Aggiorna il brano sulle energie alternative partendo da "In questi anni, l'idea" e proseguendo fino a "sulle energie rinnovabili.", con "mais" al posto di "granturco".

**Brano:**
════════
Il mondo cerca affannosamente un'alternativa al petrolio. Dovrebbe fare tutto ciò che è plausibile per promuovere le energie alternative, ma anche questo non ha senso. Ci sono pressioni finanziarie, politiche e tecniche, oltre che vincoli temporali, che costringeranno a scelte difficili: le soluzioni dovranno andare nel senso di ottenere le maggiori riduzioni possibili di emissioni al minor costo e nel minor tempo possibile.

Le macchine a idrogeno, la fusione fredda e altre tecnologie ipotetiche potranno anche sembrare accattivanti, ma rischiano di distogliere risorse preziose da idee che sono già ora raggiungibili e che sono efficienti sul piano dei costi. È divertente l'ipotesi di poter alimentare la propria automobile con gli scarti delle liposuzioni, ma questo non significa che sia il caso di sovvenzionarla.

In questi anni, l'idea di combustibili rinnovabili è parsa meravigliosa: le lobby agricole hanno convinto i paesi europei e gli Stati Uniti a varare programmi davvero ambiziosi per promuovere le alternative agricole alla benzina. Fino a questo momento, le cure (per lo più etanolo derivato dal granturco negli Usa e biodiesel ottenuto dall'olio di palma, dalla soia e dalla colza in Europa) si sono rivelate peggiori delle malattie. Siamo ancora in tempo per scegliere una via realmente alternativa. Ma faremmo meglio a darci una mossa, cominciando ad abbattere i sette falsi miti sulle energie rinnovabili.

1) Bisogna azzerare la dipendenza dal petrolio
I combustibili fossili stanno producendo sfracelli sul clima e lo status quo è insostenibile. Attualmente il mondo scientifico concorda sulla necessità, per il bene del pianeta, di ridurre le emissioni di gas serra di oltre il 25% da oggi al 2020, e di oltre l'80% da ora al 2050. Anche se di mezzo non ci fossero le sorti del pianeta, mettere fine alla dipendenza dal petrolio e dal carbone servirebbe anche a ridurre l'influenza globale dei "petro-banditi" e la vulnerabilità alle impennate dei prezzi dell'energia. Le persone ragionevoli possono non essere d'accordo con l'idea che i governi devono scegliere fra soluzioni vincenti e soluzioni perdenti. Ma perché non accettare almeno il concetto che i governi non devono dare la priorità alle soluzioni perdenti? Purtroppo è quello che sta succedendo. Il mondo si sta affannando a promuovere combustibili alternativi che di fatto accelereranno il riscaldamento globale, per non parlare di una fonte energetica alternativa che rischia di vanificare gli sforzi per fermare il riscaldamento globale.
════════
**Voci estratte:**

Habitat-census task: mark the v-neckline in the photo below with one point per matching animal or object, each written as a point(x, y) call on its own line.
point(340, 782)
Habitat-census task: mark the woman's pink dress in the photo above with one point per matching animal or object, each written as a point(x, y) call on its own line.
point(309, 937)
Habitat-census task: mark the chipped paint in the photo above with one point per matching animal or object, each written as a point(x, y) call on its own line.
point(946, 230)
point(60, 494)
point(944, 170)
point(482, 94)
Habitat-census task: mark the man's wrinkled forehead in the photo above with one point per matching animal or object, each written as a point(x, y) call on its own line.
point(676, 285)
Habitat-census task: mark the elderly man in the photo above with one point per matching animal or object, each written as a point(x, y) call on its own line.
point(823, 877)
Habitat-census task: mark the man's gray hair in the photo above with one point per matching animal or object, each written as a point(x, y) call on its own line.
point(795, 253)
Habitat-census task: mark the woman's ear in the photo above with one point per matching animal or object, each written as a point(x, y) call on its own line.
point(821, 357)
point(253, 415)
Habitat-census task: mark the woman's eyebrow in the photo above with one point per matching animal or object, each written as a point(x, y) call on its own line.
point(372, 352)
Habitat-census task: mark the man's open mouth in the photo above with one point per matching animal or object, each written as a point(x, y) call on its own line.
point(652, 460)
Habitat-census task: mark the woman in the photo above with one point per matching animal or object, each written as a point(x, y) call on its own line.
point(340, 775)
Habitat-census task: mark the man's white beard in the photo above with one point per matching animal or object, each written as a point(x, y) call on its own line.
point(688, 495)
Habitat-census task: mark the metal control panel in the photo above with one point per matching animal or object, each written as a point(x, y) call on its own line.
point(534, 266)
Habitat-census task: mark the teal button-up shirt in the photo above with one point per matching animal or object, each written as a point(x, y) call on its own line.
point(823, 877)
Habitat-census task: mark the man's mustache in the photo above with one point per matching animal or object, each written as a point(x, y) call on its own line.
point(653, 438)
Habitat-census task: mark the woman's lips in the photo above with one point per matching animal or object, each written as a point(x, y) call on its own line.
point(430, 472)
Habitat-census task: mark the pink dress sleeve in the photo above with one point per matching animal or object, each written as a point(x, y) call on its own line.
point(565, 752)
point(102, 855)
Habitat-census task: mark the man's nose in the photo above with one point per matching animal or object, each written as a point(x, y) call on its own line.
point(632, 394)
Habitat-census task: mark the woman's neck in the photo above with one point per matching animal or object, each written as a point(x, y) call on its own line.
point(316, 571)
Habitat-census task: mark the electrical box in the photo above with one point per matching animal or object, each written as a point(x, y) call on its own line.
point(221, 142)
════════
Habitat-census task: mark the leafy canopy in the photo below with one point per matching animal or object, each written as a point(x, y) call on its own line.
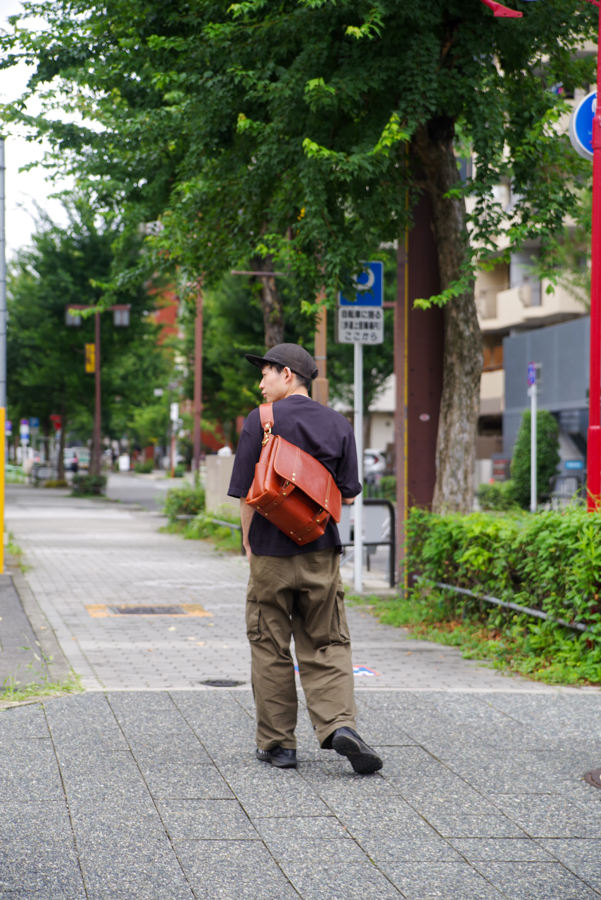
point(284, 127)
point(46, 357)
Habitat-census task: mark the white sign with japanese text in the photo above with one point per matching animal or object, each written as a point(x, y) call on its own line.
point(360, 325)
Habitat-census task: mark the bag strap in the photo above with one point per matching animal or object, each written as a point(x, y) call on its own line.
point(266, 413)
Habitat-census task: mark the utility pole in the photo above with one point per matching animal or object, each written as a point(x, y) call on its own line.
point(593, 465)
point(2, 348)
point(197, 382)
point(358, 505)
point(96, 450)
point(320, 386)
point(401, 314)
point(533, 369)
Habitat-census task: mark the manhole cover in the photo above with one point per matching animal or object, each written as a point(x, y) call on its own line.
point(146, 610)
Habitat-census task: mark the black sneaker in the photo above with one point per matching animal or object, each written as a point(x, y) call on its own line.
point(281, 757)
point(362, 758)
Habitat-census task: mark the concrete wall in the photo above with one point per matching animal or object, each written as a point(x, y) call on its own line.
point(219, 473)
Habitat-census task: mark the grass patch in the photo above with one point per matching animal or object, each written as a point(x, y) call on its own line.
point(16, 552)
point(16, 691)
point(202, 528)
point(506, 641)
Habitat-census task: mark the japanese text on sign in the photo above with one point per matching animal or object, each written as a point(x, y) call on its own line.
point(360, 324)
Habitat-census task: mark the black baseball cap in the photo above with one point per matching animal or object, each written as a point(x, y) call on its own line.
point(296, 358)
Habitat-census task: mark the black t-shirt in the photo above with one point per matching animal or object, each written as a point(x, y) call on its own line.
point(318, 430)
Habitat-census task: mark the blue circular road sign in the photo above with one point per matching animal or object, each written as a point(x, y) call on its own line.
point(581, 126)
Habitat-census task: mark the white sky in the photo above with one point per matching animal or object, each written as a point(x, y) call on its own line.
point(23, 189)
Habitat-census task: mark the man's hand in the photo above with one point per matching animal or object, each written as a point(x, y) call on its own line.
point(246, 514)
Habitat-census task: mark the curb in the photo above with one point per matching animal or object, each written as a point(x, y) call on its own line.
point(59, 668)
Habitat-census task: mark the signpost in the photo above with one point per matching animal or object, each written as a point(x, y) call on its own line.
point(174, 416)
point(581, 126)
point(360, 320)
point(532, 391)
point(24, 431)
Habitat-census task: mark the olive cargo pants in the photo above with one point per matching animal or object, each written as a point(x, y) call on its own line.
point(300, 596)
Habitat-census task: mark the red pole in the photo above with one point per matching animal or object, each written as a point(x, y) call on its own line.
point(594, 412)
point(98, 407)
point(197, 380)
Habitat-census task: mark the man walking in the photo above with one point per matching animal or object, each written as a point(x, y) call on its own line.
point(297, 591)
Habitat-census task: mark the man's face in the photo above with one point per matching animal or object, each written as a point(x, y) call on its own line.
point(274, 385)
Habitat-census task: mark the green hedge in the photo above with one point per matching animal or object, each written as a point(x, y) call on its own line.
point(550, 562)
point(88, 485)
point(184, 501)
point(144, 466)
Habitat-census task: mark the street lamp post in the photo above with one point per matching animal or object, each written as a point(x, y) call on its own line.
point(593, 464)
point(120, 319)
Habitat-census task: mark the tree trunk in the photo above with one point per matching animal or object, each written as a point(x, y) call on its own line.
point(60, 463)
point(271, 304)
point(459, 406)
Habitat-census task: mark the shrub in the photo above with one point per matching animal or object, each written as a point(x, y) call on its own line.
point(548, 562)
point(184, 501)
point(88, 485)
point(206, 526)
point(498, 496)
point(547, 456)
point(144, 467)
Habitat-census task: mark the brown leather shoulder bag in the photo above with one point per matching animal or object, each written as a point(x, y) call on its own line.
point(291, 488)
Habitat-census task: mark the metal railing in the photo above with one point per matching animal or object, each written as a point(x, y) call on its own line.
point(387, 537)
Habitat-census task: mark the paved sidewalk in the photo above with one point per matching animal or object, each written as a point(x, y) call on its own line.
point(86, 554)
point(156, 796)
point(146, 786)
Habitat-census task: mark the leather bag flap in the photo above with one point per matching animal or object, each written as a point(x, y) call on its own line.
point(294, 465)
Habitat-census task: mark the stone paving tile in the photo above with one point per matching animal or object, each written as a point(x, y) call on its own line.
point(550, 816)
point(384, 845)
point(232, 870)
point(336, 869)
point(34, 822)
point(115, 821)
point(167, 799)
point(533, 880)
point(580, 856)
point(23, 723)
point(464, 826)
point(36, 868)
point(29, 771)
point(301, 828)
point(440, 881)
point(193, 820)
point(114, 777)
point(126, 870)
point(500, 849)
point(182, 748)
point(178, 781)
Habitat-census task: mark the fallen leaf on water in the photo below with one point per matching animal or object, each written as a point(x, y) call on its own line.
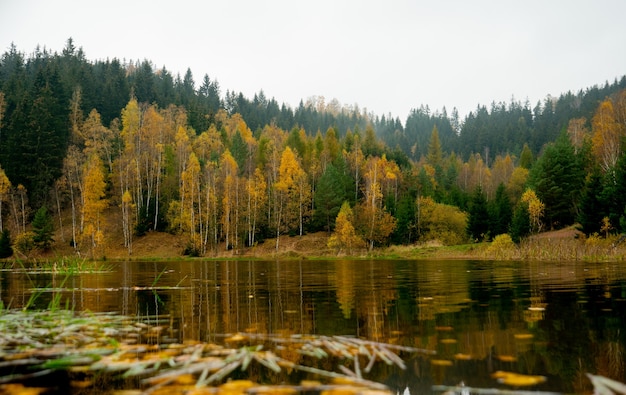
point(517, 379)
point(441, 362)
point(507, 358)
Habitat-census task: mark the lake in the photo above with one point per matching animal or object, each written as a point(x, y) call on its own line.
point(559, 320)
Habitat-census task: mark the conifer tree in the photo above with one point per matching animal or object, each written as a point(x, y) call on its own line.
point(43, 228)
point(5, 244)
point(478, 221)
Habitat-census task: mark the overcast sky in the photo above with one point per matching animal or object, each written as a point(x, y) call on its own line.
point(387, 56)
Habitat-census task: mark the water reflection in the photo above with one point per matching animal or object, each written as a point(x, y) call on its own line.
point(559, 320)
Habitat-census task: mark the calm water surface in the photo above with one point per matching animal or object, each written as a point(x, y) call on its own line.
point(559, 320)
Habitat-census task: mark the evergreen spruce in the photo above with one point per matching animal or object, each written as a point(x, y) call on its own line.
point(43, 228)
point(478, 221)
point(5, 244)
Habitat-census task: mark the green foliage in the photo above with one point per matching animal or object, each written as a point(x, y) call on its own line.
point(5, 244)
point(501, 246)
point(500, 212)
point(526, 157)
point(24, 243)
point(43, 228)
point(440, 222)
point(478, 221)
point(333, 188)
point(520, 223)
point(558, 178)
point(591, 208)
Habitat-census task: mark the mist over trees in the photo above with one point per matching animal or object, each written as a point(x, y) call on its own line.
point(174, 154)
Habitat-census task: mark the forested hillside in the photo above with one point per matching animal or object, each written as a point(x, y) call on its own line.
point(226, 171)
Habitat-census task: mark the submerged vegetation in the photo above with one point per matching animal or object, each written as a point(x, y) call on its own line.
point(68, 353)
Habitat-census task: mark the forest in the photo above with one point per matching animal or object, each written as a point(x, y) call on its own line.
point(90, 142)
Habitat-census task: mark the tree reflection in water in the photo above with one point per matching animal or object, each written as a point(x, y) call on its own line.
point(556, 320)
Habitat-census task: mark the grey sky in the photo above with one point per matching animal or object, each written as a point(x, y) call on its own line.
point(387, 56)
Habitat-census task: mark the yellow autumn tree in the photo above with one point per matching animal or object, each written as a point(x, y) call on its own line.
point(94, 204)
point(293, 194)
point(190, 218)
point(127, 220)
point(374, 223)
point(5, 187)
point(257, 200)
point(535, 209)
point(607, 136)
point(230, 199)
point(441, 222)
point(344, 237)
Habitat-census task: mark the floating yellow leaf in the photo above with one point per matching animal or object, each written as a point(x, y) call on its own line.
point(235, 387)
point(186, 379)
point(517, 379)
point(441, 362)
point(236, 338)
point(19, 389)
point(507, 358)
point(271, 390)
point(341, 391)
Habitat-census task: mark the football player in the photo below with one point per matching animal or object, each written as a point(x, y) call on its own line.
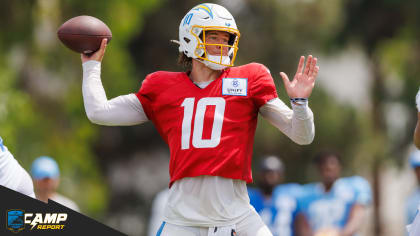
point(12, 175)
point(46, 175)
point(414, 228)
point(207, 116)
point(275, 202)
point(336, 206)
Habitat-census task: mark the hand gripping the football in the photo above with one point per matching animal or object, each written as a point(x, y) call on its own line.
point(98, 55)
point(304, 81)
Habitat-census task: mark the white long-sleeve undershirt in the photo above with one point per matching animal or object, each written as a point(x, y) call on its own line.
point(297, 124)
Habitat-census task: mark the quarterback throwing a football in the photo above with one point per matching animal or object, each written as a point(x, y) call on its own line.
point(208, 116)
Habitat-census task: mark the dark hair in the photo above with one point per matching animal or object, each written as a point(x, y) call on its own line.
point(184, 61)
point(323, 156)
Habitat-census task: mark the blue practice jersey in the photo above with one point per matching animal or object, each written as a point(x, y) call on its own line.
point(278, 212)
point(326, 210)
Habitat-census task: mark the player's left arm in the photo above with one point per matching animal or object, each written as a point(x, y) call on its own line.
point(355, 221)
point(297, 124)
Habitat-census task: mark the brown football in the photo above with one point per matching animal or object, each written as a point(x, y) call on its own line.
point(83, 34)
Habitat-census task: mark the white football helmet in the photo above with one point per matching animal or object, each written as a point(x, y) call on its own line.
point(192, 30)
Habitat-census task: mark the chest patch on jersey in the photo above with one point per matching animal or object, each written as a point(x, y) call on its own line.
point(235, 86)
════════
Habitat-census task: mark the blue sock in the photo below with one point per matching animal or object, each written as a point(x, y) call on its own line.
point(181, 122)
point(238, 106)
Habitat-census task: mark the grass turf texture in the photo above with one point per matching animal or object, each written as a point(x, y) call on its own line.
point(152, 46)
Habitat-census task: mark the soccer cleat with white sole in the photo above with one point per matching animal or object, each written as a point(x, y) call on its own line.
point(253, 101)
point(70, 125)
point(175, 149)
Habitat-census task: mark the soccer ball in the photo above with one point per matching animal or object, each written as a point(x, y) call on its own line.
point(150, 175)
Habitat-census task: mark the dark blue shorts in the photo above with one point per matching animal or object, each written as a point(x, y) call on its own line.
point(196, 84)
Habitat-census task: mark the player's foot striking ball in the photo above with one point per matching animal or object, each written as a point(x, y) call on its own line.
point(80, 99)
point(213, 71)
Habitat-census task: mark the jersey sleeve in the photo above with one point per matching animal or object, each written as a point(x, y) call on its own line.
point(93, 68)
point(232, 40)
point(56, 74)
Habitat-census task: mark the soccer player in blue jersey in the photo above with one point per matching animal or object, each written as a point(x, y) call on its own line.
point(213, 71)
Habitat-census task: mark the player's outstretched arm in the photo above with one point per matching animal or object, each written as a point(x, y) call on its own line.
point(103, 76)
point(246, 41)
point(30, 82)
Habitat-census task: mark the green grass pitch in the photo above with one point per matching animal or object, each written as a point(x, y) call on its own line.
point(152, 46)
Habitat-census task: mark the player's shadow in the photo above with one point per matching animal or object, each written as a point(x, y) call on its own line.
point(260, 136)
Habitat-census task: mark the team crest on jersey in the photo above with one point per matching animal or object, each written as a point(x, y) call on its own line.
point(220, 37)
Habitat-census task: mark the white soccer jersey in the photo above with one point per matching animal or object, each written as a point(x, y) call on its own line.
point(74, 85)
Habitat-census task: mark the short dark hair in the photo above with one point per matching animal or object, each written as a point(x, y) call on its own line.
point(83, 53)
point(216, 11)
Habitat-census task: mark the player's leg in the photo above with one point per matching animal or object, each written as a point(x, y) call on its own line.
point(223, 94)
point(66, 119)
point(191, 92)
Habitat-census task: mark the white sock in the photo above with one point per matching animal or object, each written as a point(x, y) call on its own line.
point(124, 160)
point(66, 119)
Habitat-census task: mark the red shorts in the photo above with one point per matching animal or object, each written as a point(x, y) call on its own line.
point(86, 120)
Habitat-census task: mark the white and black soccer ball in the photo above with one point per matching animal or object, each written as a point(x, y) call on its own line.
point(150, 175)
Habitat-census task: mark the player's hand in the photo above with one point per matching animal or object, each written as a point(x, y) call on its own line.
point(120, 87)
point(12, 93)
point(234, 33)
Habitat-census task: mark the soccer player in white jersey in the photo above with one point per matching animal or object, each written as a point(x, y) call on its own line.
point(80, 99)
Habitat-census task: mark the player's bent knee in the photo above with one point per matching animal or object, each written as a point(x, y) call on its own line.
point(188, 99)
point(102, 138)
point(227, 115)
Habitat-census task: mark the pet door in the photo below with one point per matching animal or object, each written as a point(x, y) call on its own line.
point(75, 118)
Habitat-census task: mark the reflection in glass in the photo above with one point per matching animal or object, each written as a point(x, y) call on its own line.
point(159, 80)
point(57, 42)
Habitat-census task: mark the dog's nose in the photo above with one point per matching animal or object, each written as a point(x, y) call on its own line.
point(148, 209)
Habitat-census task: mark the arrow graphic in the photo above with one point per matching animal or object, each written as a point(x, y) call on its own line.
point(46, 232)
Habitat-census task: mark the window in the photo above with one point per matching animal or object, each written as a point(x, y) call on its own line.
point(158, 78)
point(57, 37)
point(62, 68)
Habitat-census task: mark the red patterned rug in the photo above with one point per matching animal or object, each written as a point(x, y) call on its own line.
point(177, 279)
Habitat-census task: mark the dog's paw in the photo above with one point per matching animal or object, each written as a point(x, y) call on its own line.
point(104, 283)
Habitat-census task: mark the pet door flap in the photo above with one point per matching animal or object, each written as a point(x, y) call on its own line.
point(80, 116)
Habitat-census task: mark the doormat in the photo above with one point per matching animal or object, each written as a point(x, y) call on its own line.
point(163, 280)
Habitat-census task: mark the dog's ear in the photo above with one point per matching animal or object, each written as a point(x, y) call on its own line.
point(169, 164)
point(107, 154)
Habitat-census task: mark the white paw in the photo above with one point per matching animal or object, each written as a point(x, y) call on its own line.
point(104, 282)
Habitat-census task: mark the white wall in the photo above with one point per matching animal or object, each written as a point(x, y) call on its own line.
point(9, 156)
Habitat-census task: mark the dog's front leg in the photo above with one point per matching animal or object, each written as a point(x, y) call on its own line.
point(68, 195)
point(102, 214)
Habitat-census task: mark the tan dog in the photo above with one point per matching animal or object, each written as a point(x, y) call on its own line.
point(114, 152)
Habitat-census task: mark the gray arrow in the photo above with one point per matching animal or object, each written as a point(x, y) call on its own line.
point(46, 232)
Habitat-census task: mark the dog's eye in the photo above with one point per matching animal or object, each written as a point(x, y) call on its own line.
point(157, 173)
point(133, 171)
════════
**Risultato:**
In questi anni, l'idea di combustibili rinnovabili è parsa meravigliosa: le lobby agricole hanno convinto i paesi europei e gli Stati Uniti a varare programmi davvero ambiziosi per promuovere le alternative agricole alla benzina. Fino a questo momento, le cure (per lo più etanolo derivato dal mais negli Usa e biodiesel ottenuto dall'olio di palma, dalla soia e dalla colza in Europa) si sono rivelate peggiori delle malattie. Siamo ancora in tempo per scegliere una via realmente alternativa. Ma faremmo meglio a darci una mossa, cominciando ad abbattere i sette falsi miti sulle energie rinnovabili.